- ЧТО НУЖНО СДЕЛАТЬ: Пожалуйста, продолжите воспоминания об однополчанине Полуэкте, которые идут ниже перед листингом. Начните сразу после их последнего предложения.

- ТЕКСТ ДОКУМЕНТА:
****

Он не знал тогда, в тот первый день пребывания на фронте, что эти строки окажутся пророческими: скоро он пойдет в свою первую разведку, а потом до конца войны будет вести за собой самых смелых и самых отважных. Мы собирались с ним вместе “полазить” по берегам Волхова. Не удалось. На его берегу я сейчас один, но со мной письмо Полуэкта, самое первое, которое получил от него после войны.

В то лето нашей разведке не везло, она никак не могла захватить “языка”. Кончилось дело тем, что лейтенант Акимов отказался идти в поиск со своим взводом. И тогда была послана офицерская разведка. Я не запомнил, участвовал ли в ней Полуэкт. Когда удалось разыскать адрес однополчанина, спросил его об этом.

“Здравствуй, Павел! — писал Полуэкт. — Письмо от тебя получил. Обрадовался до невозможности.

Да, время сделало свое дело. Многое, что помнил отлично, стало забываться. И мне тоже хочется многое уточнить.

Сначала о себе. Я в полк прибыл в апреле 1943 года и в боях за Новгород (в марте) не участвовал — опоздал. Первое время был в резерве командира полка. Вместе со мной были офицеры Новичков, Фомин, Тункин, Тырин, минометчик Карелин, артиллерист Волчков и другие. В основном, ребята, закончившие военные училища в Ярославле и Архангельске.

****

Записи с указанием точек:
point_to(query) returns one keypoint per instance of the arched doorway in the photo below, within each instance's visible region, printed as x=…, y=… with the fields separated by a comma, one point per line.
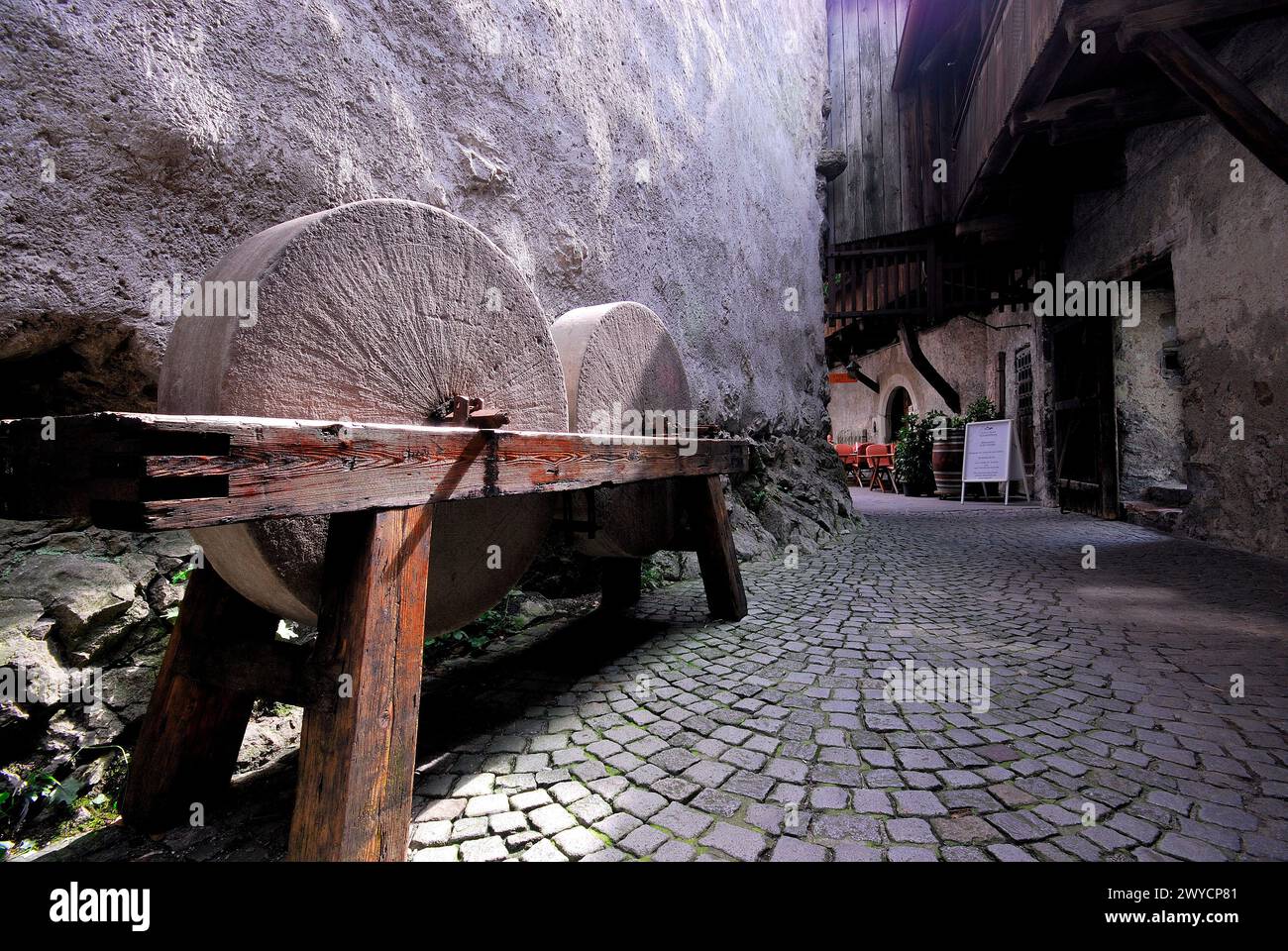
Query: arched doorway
x=898, y=405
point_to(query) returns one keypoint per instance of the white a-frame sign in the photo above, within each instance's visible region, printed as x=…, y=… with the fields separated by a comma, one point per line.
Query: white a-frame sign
x=992, y=454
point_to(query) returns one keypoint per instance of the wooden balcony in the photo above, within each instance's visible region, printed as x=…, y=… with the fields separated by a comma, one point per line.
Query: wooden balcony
x=1021, y=56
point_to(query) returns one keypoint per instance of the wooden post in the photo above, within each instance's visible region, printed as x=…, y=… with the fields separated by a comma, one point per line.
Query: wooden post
x=619, y=581
x=187, y=748
x=708, y=521
x=359, y=742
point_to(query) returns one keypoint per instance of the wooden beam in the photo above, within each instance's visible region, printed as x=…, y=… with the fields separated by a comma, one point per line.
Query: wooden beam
x=1184, y=14
x=912, y=350
x=910, y=40
x=712, y=539
x=1133, y=18
x=146, y=472
x=1103, y=110
x=1227, y=98
x=359, y=741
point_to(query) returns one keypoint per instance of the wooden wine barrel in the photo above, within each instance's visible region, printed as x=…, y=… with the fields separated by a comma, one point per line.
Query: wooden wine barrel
x=374, y=312
x=945, y=459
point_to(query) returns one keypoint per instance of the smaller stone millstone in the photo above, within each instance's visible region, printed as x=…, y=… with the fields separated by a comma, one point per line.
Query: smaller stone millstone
x=618, y=360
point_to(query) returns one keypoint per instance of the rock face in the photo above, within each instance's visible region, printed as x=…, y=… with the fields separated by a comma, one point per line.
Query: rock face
x=661, y=154
x=632, y=151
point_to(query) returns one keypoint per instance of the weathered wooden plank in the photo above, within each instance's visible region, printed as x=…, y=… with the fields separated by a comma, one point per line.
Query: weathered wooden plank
x=274, y=468
x=712, y=539
x=188, y=744
x=1229, y=101
x=359, y=741
x=837, y=188
x=892, y=154
x=872, y=94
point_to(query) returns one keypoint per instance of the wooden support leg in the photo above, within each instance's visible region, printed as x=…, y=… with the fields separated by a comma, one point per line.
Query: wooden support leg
x=621, y=582
x=359, y=742
x=188, y=744
x=708, y=521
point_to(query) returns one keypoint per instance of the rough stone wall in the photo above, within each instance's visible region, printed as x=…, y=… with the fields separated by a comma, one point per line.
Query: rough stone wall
x=1151, y=427
x=1009, y=331
x=1228, y=244
x=656, y=153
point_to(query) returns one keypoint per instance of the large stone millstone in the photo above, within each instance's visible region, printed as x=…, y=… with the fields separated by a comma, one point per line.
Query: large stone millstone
x=374, y=312
x=619, y=359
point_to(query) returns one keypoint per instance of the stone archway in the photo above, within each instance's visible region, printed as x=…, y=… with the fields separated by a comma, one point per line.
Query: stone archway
x=898, y=403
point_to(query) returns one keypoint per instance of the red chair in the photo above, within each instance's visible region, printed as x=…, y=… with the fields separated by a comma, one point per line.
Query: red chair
x=881, y=461
x=851, y=458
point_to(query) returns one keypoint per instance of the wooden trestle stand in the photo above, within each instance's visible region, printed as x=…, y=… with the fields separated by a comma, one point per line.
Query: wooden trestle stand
x=360, y=684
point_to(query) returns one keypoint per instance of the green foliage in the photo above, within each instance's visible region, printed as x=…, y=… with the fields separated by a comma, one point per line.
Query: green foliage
x=980, y=410
x=912, y=464
x=651, y=575
x=476, y=635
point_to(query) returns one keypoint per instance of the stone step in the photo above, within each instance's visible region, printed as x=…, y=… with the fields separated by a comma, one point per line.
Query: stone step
x=1168, y=495
x=1158, y=517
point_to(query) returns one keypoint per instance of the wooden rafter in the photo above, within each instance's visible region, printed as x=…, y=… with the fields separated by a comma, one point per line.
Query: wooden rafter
x=1227, y=98
x=145, y=472
x=918, y=360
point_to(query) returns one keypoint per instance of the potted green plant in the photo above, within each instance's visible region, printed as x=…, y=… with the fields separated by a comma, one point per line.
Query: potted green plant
x=949, y=445
x=912, y=470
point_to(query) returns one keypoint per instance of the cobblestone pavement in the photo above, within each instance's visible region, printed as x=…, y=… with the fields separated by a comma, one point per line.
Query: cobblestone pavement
x=668, y=737
x=771, y=739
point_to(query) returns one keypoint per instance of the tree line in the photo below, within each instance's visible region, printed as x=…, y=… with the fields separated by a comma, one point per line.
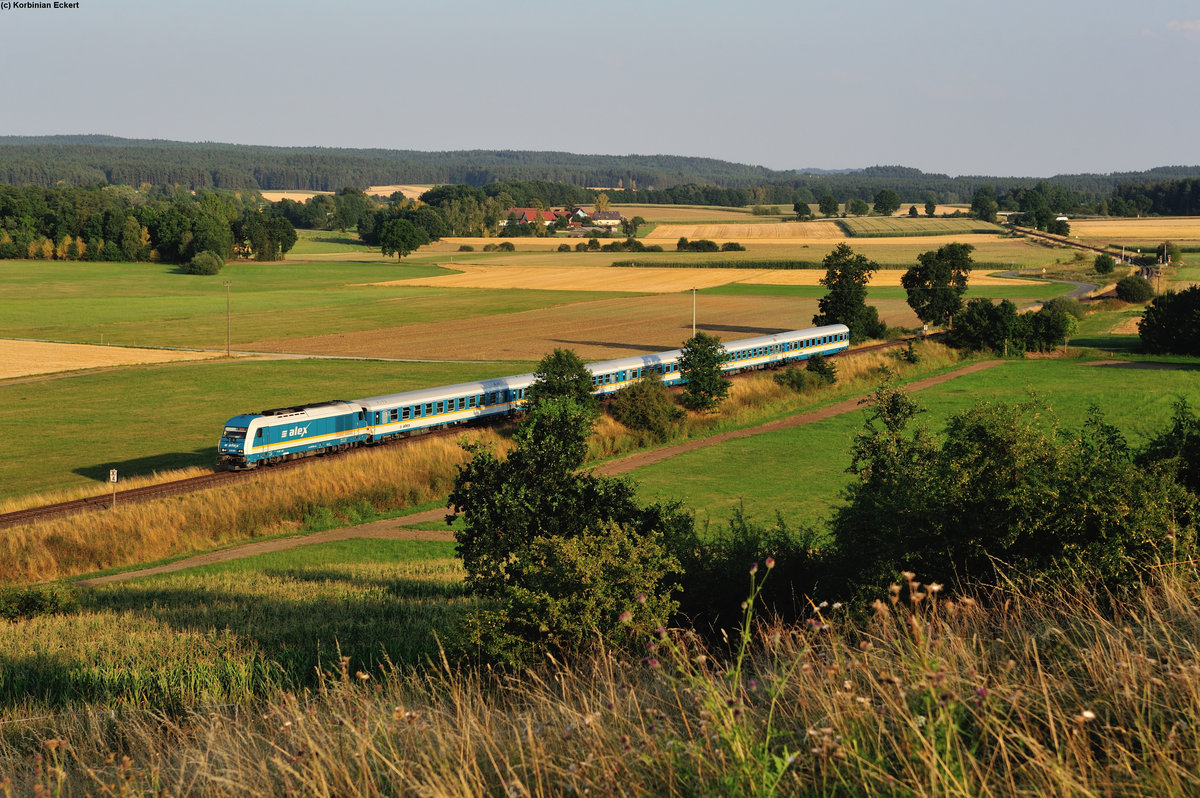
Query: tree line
x=87, y=160
x=123, y=223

****

- ОТВЕТ НА ЗАДАНИЕ:
Правильно, Акимов отказался идти в разведку. Решено было послать офицеров. Акимова хотели отправить в штрафную роту, но он попросил разрешения искупить вину в своем полку именно во время этой разведки. Между прочим, Акимов сибиряк, по-моему, из Новосибирска.

Разведка для нас началась неудачно. Впереди полз сапер Белоусов. Увидев немцев (они шли в боевое охранение), он громко сообщил об этом командиру группы капитану Лаюрову. Немцы услышали, залегли и первыми открыли огонь. Белоусов погиб. Мы, хотя это было и не рекомендовано для разведки, застреляли и закричали: “Ура!” Немцы дрогнули и побежали кто куда.

Дальше я ничего не видел, кроме одного фашиста, который старался удрать к траншее. Расстояние между нами сокращалось. Очень хотелось его догнать, но, когда впереди увидел проволочное заграждение, мною овладел страх. Я ясно представил, как он сейчас прыгнет в траншею и будет стрелять в меня. Палец сам потянулся к спусковому крючку. Хотел дать очередь по ногам, но все тот же страх — он и раненный может прикончить меня, — заставил стрелять в спину. Да, это были нелегкие минуты. Ведь я впервые в жизни был в настоящем бою и увидел противника. Дрожащими руками обшарил труп, захватил автомат и побежал обратно.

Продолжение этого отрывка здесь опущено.